┏━━

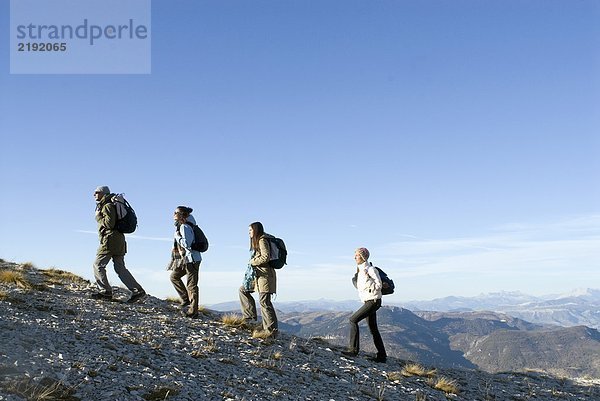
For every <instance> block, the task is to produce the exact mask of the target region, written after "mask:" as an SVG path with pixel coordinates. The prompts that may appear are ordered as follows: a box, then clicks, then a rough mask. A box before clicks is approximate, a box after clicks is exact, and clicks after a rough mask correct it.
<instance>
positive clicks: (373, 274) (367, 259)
mask: <svg viewBox="0 0 600 401" xmlns="http://www.w3.org/2000/svg"><path fill="white" fill-rule="evenodd" d="M369 256H370V254H369V250H368V249H367V248H358V249H357V250H356V251H355V252H354V260H355V261H356V265H357V266H356V276H355V277H356V289H357V290H358V296H359V298H360V300H361V301H362V302H363V306H361V307H360V309H359V310H357V311H356V312H354V314H352V316H350V343H349V345H348V349H347V350H346V351H342V353H343V354H344V355H346V356H356V355H358V351H359V339H360V334H359V330H358V322H360V321H361V320H363V319H367V323H368V325H369V330H370V331H371V335H372V336H373V342H374V343H375V348H377V355H376V356H375V357H374V358H369V359H371V360H373V361H375V362H385V361H386V360H387V354H386V352H385V347H384V345H383V340H382V339H381V334H380V333H379V328H378V327H377V310H378V309H379V308H381V278H380V277H379V272H378V271H377V269H376V268H375V267H374V266H373V265H372V264H371V263H369V262H368V259H369Z"/></svg>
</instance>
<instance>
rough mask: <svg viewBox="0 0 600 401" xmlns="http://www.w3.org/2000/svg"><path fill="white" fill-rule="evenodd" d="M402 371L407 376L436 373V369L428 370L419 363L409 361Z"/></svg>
mask: <svg viewBox="0 0 600 401" xmlns="http://www.w3.org/2000/svg"><path fill="white" fill-rule="evenodd" d="M400 373H401V374H402V375H403V376H405V377H410V376H419V377H432V376H434V375H435V369H431V370H427V369H425V368H424V367H423V366H421V365H419V364H418V363H409V364H408V365H406V366H404V367H403V368H402V370H401V371H400Z"/></svg>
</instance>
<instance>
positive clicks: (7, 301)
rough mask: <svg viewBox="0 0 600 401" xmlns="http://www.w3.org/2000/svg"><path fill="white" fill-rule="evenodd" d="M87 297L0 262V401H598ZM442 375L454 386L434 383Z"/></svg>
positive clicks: (29, 272) (78, 286) (123, 297)
mask: <svg viewBox="0 0 600 401" xmlns="http://www.w3.org/2000/svg"><path fill="white" fill-rule="evenodd" d="M89 290H90V286H89V283H87V282H85V281H83V280H81V279H78V278H77V277H74V276H72V275H70V274H68V273H66V272H61V271H56V270H38V269H36V268H34V267H32V266H30V265H16V264H13V263H6V262H3V261H0V316H1V319H0V400H2V401H5V400H6V401H16V400H24V399H27V400H427V401H431V400H440V401H441V400H447V399H456V400H529V399H544V400H551V399H562V400H565V399H567V400H598V399H599V398H600V385H599V384H598V383H593V382H585V383H584V382H577V383H575V382H572V381H570V380H566V379H559V378H555V377H551V376H546V375H542V374H537V373H527V374H516V373H501V374H494V375H492V374H487V373H484V372H481V371H477V370H468V369H437V370H435V371H434V372H432V371H429V372H428V373H426V374H419V373H410V372H409V369H407V368H408V366H406V365H407V361H403V360H398V359H394V358H390V359H389V360H388V363H387V364H375V363H373V362H369V361H367V360H366V359H365V358H364V355H362V354H361V356H360V357H358V358H354V359H348V358H345V357H342V356H341V354H340V350H339V349H338V348H336V347H334V346H332V345H330V344H329V343H327V342H325V341H323V340H321V339H311V340H306V339H302V338H299V337H295V336H292V335H286V334H282V335H281V336H280V337H279V338H277V339H276V340H261V339H253V338H251V335H250V332H249V330H248V329H246V328H235V327H231V326H228V325H226V324H224V323H222V322H221V318H220V316H219V314H217V313H214V312H209V311H207V312H205V313H204V314H203V315H202V316H201V318H200V319H195V320H190V319H187V318H184V317H181V316H180V315H179V314H178V312H177V308H176V307H175V305H173V304H170V303H168V302H166V301H163V300H159V299H156V298H153V297H147V298H146V299H145V300H143V302H142V303H138V304H133V305H129V304H126V303H121V302H106V301H94V300H92V299H90V298H89ZM115 291H116V295H117V296H118V297H119V298H121V299H126V298H127V294H126V291H124V290H121V289H115ZM403 369H404V371H403ZM427 370H430V369H429V368H428V369H427ZM401 372H403V374H402V373H401ZM411 374H412V375H411ZM426 376H431V377H426ZM442 378H444V379H447V380H446V381H450V383H451V384H453V385H454V388H452V386H450V387H442V386H438V387H439V389H436V388H434V385H435V384H436V383H437V384H438V385H439V384H440V383H441V381H440V379H442ZM456 390H458V391H456Z"/></svg>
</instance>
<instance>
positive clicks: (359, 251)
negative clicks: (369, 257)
mask: <svg viewBox="0 0 600 401" xmlns="http://www.w3.org/2000/svg"><path fill="white" fill-rule="evenodd" d="M356 252H358V254H359V255H360V256H362V258H363V259H364V261H365V262H366V261H367V259H369V256H371V255H370V254H369V250H368V249H367V248H358V249H357V250H356Z"/></svg>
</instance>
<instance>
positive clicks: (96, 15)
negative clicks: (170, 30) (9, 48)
mask: <svg viewBox="0 0 600 401" xmlns="http://www.w3.org/2000/svg"><path fill="white" fill-rule="evenodd" d="M10 6H11V9H10V30H11V31H10V72H11V74H149V73H150V72H151V26H150V22H151V16H150V0H52V1H49V0H11V3H10Z"/></svg>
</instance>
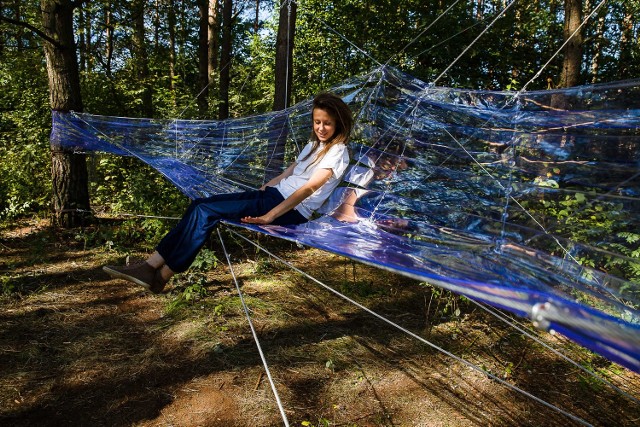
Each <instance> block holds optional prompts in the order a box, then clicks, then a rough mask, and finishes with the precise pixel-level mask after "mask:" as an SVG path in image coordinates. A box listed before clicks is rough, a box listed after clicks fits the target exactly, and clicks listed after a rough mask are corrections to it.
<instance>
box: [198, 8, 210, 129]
mask: <svg viewBox="0 0 640 427" xmlns="http://www.w3.org/2000/svg"><path fill="white" fill-rule="evenodd" d="M198 9H199V11H200V20H199V23H200V26H199V28H198V82H199V88H198V89H199V90H198V98H197V101H198V112H199V114H200V117H201V118H206V117H207V114H208V113H209V0H198Z"/></svg>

┗━━

▶ _What the exercise asks_:
Copy the lines above, substituting "foreground clicks" for every "positive clicks" and leaving everything else unchanged. Omit the pictures.

▶ _Response area_:
For every <instance> block, the task is to produce the exact mask of the target region, written after "mask:" as an SVG path with pixel coordinates. The prompts that may appear are ordered as follows: a box, then clicks, then a rough mask. A box before clicks is approximate, a box after clicks is exact, and clicks after a rough mask correct it.
<instance>
foreground clicks: (373, 274) (367, 259)
mask: <svg viewBox="0 0 600 401" xmlns="http://www.w3.org/2000/svg"><path fill="white" fill-rule="evenodd" d="M369 256H370V254H369V250H368V249H367V248H358V249H357V250H356V251H355V252H354V260H355V261H356V265H357V266H356V276H355V277H356V289H357V290H358V296H359V298H360V300H361V301H362V302H363V306H361V307H360V309H359V310H357V311H356V312H354V314H352V316H350V343H349V345H348V349H347V350H346V351H342V353H343V354H344V355H346V356H356V355H358V351H359V339H360V334H359V330H358V322H360V321H361V320H363V319H367V323H368V325H369V330H370V331H371V335H372V336H373V342H374V343H375V348H377V355H376V356H375V357H374V358H369V359H371V360H373V361H375V362H385V361H386V360H387V354H386V352H385V347H384V345H383V340H382V339H381V334H380V333H379V328H378V327H377V310H378V309H379V308H381V278H380V277H379V272H378V271H377V269H376V268H375V267H374V266H373V265H372V264H371V263H369V262H368V259H369Z"/></svg>
</instance>
<instance>
rough mask: <svg viewBox="0 0 600 401" xmlns="http://www.w3.org/2000/svg"><path fill="white" fill-rule="evenodd" d="M402 371L407 376L436 373V369L428 370L419 363L409 361Z"/></svg>
mask: <svg viewBox="0 0 600 401" xmlns="http://www.w3.org/2000/svg"><path fill="white" fill-rule="evenodd" d="M400 373H401V374H402V375H403V376H405V377H410V376H419V377H432V376H434V375H435V369H431V370H427V369H425V368H424V367H423V366H421V365H419V364H418V363H409V364H408V365H406V366H404V367H403V368H402V370H401V371H400Z"/></svg>
</instance>
<instance>
foreground clicks: (7, 301)
rough mask: <svg viewBox="0 0 600 401" xmlns="http://www.w3.org/2000/svg"><path fill="white" fill-rule="evenodd" d="M87 297L0 262V401H598ZM442 375L454 386L434 383Z"/></svg>
foreground clicks: (29, 272) (78, 286) (123, 297)
mask: <svg viewBox="0 0 600 401" xmlns="http://www.w3.org/2000/svg"><path fill="white" fill-rule="evenodd" d="M89 290H90V286H89V283H87V282H85V281H83V280H81V279H78V278H77V277H74V276H72V275H70V274H68V273H66V272H61V271H56V270H38V269H36V268H34V267H32V266H30V265H16V264H13V263H6V262H3V261H0V316H1V319H0V400H2V401H5V400H6V401H16V400H24V399H27V400H427V401H431V400H440V401H441V400H447V399H456V400H529V399H544V400H551V399H562V400H565V399H567V400H598V399H599V398H600V385H599V384H598V383H593V382H585V383H584V382H577V383H575V382H572V381H570V380H566V379H559V378H555V377H551V376H546V375H542V374H537V373H527V374H516V373H501V374H494V375H492V374H487V373H484V372H481V371H477V370H468V369H437V370H435V371H434V372H432V371H429V372H428V373H426V374H419V373H410V372H409V369H407V368H408V366H406V365H407V361H403V360H398V359H394V358H390V359H389V360H388V363H387V364H375V363H373V362H369V361H367V360H366V359H365V358H364V355H362V354H361V356H360V357H358V358H354V359H348V358H345V357H342V356H341V354H340V350H339V349H338V348H336V347H334V346H332V345H330V344H329V343H327V342H325V341H323V340H321V339H311V340H306V339H302V338H299V337H295V336H292V335H286V334H282V335H281V336H280V337H279V338H277V339H276V340H261V339H253V338H251V335H250V332H249V330H248V329H246V328H235V327H231V326H228V325H226V324H224V323H222V322H221V318H220V316H219V314H217V313H214V312H209V311H207V312H205V313H204V314H203V315H202V316H201V318H200V319H195V320H190V319H187V318H184V317H181V316H180V315H179V314H178V312H177V308H176V307H175V305H173V304H170V303H168V302H166V301H163V300H159V299H156V298H153V297H147V298H146V299H145V300H143V302H142V303H138V304H133V305H129V304H126V303H121V302H106V301H94V300H92V299H90V298H89ZM115 291H116V295H117V296H118V297H119V298H121V299H126V298H127V294H126V291H124V290H121V289H115ZM403 369H404V371H403ZM427 370H430V369H429V368H428V369H427ZM401 372H403V374H402V373H401ZM411 374H412V375H411ZM426 376H431V377H426ZM442 378H444V379H447V380H446V381H450V383H451V384H453V385H454V388H452V386H450V387H442V386H438V387H439V389H436V388H434V385H435V384H436V383H437V384H438V385H439V384H440V383H441V381H440V379H442ZM456 390H458V391H456Z"/></svg>
</instance>
<instance>
foreground clicks: (359, 251)
negative clicks: (369, 257)
mask: <svg viewBox="0 0 600 401" xmlns="http://www.w3.org/2000/svg"><path fill="white" fill-rule="evenodd" d="M356 252H358V254H359V255H360V256H362V258H363V259H364V261H365V262H366V261H367V259H369V256H371V255H370V254H369V250H368V249H367V248H358V249H357V250H356Z"/></svg>
</instance>
<instance>
foreground clicks: (96, 15)
negative clicks: (170, 30) (9, 48)
mask: <svg viewBox="0 0 600 401" xmlns="http://www.w3.org/2000/svg"><path fill="white" fill-rule="evenodd" d="M10 6H11V9H10V30H11V31H10V72H11V74H149V73H150V72H151V26H150V22H151V16H150V0H52V1H49V0H11V3H10Z"/></svg>
</instance>
Each <instance> block holds optional prompts in the order a box, then clicks, then a rough mask, and finishes with the precise pixel-level mask after "mask:" as an SVG path in image coordinates. A box listed before clicks is rough, a box listed after clicks fits the target exactly, and clicks listed after a rough mask are corrections to it.
<instance>
box: [198, 8, 210, 129]
mask: <svg viewBox="0 0 640 427" xmlns="http://www.w3.org/2000/svg"><path fill="white" fill-rule="evenodd" d="M198 9H199V11H200V20H199V23H200V26H199V28H198V82H199V88H198V89H199V90H198V98H197V101H198V112H199V114H200V117H201V118H206V117H207V114H208V113H209V0H198Z"/></svg>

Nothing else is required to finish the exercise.